## WHAT TO DO:
Give the items below again, substituting "locator" for every occurrence of "pointer" and leaving everything else unchanged.

## MATERIAL SUPPLIED:
** BEGIN **
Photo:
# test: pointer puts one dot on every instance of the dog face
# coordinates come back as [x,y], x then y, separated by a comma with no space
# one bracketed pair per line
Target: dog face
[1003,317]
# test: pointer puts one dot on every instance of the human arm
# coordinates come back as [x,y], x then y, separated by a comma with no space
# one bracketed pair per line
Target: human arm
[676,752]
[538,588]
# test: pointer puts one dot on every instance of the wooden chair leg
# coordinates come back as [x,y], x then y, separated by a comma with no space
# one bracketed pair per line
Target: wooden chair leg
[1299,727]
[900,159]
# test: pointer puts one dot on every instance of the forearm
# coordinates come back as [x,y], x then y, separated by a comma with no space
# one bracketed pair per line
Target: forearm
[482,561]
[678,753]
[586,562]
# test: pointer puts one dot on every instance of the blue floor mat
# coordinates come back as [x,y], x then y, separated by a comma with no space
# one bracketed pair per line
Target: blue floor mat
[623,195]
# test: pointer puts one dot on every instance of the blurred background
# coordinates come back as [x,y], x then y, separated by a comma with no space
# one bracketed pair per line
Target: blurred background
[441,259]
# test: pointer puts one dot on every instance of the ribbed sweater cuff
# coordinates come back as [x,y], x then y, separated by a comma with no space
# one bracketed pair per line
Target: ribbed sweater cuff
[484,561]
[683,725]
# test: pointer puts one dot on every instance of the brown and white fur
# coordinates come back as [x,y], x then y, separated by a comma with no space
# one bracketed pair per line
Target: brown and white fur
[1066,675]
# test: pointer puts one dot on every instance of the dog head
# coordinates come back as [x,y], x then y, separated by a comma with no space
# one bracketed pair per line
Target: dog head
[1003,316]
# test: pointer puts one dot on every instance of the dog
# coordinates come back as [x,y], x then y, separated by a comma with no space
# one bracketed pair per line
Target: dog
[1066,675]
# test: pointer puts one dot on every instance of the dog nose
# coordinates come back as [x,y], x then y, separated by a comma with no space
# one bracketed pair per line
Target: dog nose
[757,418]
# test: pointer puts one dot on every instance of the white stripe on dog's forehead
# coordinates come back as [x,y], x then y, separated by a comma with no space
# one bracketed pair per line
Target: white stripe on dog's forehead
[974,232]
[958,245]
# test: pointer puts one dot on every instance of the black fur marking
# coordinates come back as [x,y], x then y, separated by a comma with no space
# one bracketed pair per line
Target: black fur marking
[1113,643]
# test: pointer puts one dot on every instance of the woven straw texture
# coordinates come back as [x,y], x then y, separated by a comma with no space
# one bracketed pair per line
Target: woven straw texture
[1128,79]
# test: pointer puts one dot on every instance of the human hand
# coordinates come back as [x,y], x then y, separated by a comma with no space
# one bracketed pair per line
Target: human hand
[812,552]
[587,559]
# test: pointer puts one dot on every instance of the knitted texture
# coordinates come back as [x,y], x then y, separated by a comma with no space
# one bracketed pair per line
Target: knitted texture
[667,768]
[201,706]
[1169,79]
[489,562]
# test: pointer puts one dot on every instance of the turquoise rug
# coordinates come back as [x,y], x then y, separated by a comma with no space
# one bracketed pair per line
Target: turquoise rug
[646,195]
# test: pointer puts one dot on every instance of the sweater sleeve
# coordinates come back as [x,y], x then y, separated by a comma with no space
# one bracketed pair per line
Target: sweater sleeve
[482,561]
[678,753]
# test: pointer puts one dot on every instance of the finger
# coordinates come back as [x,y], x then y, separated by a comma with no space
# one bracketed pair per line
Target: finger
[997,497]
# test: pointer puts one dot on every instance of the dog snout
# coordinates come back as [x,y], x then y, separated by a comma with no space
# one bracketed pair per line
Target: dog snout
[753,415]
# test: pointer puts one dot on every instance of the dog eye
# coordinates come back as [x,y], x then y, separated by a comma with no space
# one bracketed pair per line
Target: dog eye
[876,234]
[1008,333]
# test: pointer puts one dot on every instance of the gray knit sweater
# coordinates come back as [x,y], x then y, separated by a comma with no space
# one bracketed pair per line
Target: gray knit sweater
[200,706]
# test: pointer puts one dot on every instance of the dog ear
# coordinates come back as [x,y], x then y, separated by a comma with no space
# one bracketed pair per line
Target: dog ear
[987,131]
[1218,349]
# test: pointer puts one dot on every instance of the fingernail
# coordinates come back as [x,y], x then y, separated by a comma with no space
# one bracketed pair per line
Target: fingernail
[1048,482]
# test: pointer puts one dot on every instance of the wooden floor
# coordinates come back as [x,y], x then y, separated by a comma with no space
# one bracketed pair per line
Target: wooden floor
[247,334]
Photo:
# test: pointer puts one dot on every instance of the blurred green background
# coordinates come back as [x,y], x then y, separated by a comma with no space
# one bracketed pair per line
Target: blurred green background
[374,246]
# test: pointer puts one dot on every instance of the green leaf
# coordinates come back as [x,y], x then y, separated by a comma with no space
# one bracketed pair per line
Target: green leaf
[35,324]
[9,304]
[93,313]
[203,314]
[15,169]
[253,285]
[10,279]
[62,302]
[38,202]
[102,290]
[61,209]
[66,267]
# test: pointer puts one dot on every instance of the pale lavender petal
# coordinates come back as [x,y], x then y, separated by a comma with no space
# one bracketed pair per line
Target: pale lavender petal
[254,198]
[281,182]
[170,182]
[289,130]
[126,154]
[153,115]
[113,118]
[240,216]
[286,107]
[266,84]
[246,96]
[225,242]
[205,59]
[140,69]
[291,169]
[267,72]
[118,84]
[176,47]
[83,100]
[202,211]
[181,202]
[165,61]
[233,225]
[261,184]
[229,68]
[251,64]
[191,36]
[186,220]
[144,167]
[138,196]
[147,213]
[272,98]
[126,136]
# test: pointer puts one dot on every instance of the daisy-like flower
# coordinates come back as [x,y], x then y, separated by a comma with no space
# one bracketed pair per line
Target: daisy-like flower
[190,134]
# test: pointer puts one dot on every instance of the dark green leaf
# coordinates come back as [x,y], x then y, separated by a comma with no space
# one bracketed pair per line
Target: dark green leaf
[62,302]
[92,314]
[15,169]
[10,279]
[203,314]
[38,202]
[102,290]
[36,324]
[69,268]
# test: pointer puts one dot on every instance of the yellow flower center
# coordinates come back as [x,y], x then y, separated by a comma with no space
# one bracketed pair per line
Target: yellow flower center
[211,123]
** END **
## SOLUTION FOR THIS TASK:
Photo:
# test: locator puts one dot on every instance of the dog face
# coordinates come back as [x,y], x then y, separated by a comma with no space
# one bracketed pair per line
Target: dog face
[1003,317]
# test: locator puts one dot on every instance of the human arm
# coordinates come back as [x,y], x then y, separated by a comma with no space
# one bracketed pair per line
Target: human arm
[676,752]
[538,588]
# test: locator puts one dot on every instance of the wooden chair leg
# coordinates come back as [x,y], x then y, separated by a comma with no space
# one bracketed pair per line
Target: wooden chair leg
[1299,727]
[900,159]
# test: locator puts one dot on every instance of the forearm
# coordinates come back as [x,y], x then y, separated by a comma with no space
# one bracketed pair per line
Target: forearm
[482,561]
[678,753]
[586,562]
# test: locator puts one dot on every instance of the blue floor mat
# coordinates come back as [x,y], x then y, separated by a comma with no space
# one bracketed pair per line
Target: blue floor mat
[623,195]
# test: locator puts one dot on every instance of the blurred background
# coordinates come back as [x,y], x then y, separated by a comma with no space
# one bracketed pair per line
Target: blurred background
[441,259]
# test: locator puts one dot on every instance of the ribbed sweater cuff
# coordinates come back as [x,y], x then y, separated by a comma with no space
# one bracketed pair per line
Target: ribbed sweater cuff
[484,561]
[683,725]
# test: locator puts one dot on every instance of the brown and white fur
# coordinates come back as [x,y], x then y, separated by a comma with no space
# one bracketed pair per line
Target: brown and white fur
[1066,675]
# test: locator puts one dot on every instance of the dog head
# coordinates come back as [x,y], x then y, separated by a comma with no space
# one bracketed pair per line
Target: dog head
[1003,316]
# test: locator puts one dot on every instance of the dog
# coordinates come back as [x,y], x then y, separated by a comma with no space
# one bracketed pair per line
Target: dog
[1066,675]
# test: locator puts one dot on every instance of the dog nose
# coordinates come back as [x,y], x then y, separated by a comma with no space
# one bracketed pair per line
Target: dog nose
[757,418]
# test: locator puts one dot on every instance of the white stripe on dog's forehead
# coordinates come back as [x,y], x then y, separated by a comma with no space
# one bracketed pair per line
Target: white stripe on dog's forehead
[974,232]
[958,245]
# test: locator puts one dot on every instance of the black fur marking
# coordinates come back as [x,y], x then y, separated by a comma with no space
# one bracketed pair per line
Target: black fur marking
[1113,643]
# test: locator puts one dot on every instance of the woven straw texture
# coordinates come back as [x,y], x then y, separated by a comma with no space
# one bracketed pair per line
Target: woven straw texture
[1128,79]
# test: locator puts one dot on every instance of the human hand
# coordinates come back as [x,y], x then y, separated by a comma with no space
# one bracketed pair per line
Target: human hand
[812,552]
[587,559]
# test: locator puts one dot on every instance of the knitted texture
# coordinates come back as [x,y], x then y, separated by a comma with no space
# one bracketed pair per line
Target: knitted texture
[667,768]
[201,706]
[1169,79]
[489,562]
# test: locator puts one dot on every instance of the turquoise rug
# coordinates come back as [x,y], x then y, separated by a comma with no space
# one bracketed pair per line
Target: turquoise rug
[646,195]
# test: locator puts one dot on every instance of the sweater sleeve
# coordinates come back as [x,y], x then y, separated by a comma with no space
# one bracketed pair per line
Target: sweater sleeve
[482,561]
[678,753]
# test: locator puts one dot on every instance of the finger
# coordinates come back as [x,y], x then y, separated by a comma with no space
# one bracketed pair per line
Target: finger
[997,497]
# test: locator puts one dot on every instance of the dog snout
# coordinates come back as [x,y], x then y, separated by a comma with no space
# one bracketed pair per line
Target: dog snout
[753,415]
# test: locator puts one dot on every instance of the dog eye
# coordinates come back as [x,y], x then y, separated by a comma with no space
# one bracketed pair per line
Target: dog eye
[876,234]
[1008,333]
# test: locator puts one dot on every instance of the gray knit sweater
# coordinates come back as [x,y], x then y, separated by a comma with no space
# one bracketed pair per line
Target: gray knit sweater
[200,706]
# test: locator puts one dot on every instance of the dog ear
# coordinates come back as [x,y], x then y, separated by a comma with no space
# one bracketed pair per line
Target: dog ear
[987,131]
[1218,349]
# test: locator puts one dot on every instance of the fingernail
# coordinates come back as [x,y], x then y, separated by a comma with no space
# one bracketed pair per line
Target: fingernail
[1048,482]
# test: locator puts one dot on every instance of the wooden floor
# coordinates come back as [x,y], x then y, separated by a comma with no space
# one bracketed pair per line
Target: wooden floor
[247,334]
Photo:
# test: locator puts one dot on every instance of the blurred green background
# coordinates come back as [x,y], x then y, separated by a comma with no space
# one bracketed pair per line
Target: blurred green background
[374,246]
# test: locator puts one dot on every instance of the green leaf
# coordinates come back as [x,y], x then y, separated by a comma with no space
# one bracketed pair per line
Target: green leaf
[35,324]
[9,304]
[93,313]
[203,314]
[15,169]
[253,285]
[10,279]
[62,302]
[38,202]
[102,290]
[61,209]
[66,267]
# test: locator puts one dot on every instance of the pale lavender petal
# coordinates come back as [x,y], x then y, separated by a comma with no space
# one bracketed pair per line
Target: pale lavender petal
[254,198]
[281,182]
[170,182]
[289,130]
[126,154]
[153,115]
[113,118]
[240,216]
[286,107]
[266,84]
[246,96]
[225,242]
[205,59]
[140,69]
[291,169]
[267,72]
[118,84]
[176,47]
[83,100]
[202,211]
[181,202]
[165,61]
[233,225]
[261,184]
[229,68]
[251,64]
[191,36]
[186,220]
[144,167]
[138,196]
[147,213]
[272,98]
[126,136]
# test: locator puts one dot on every instance of the daisy-like flower
# coordinates come back as [x,y], x then y, separated by a comma with no space
# one bracketed pair per line
Target: daisy-like flower
[190,134]
# test: locator puts one dot on every instance of the dark green leaf
# coordinates come back as [x,y], x then y, separated by a comma with no space
# one bracketed pair per line
Target: dark green leaf
[62,302]
[92,314]
[15,169]
[10,279]
[203,314]
[38,202]
[102,290]
[36,324]
[69,268]
# test: locator puts one dot on every instance of the yellow flower center
# coordinates come back as [x,y], x then y, separated by a comma with no space
# one bracketed pair per line
Target: yellow flower center
[211,123]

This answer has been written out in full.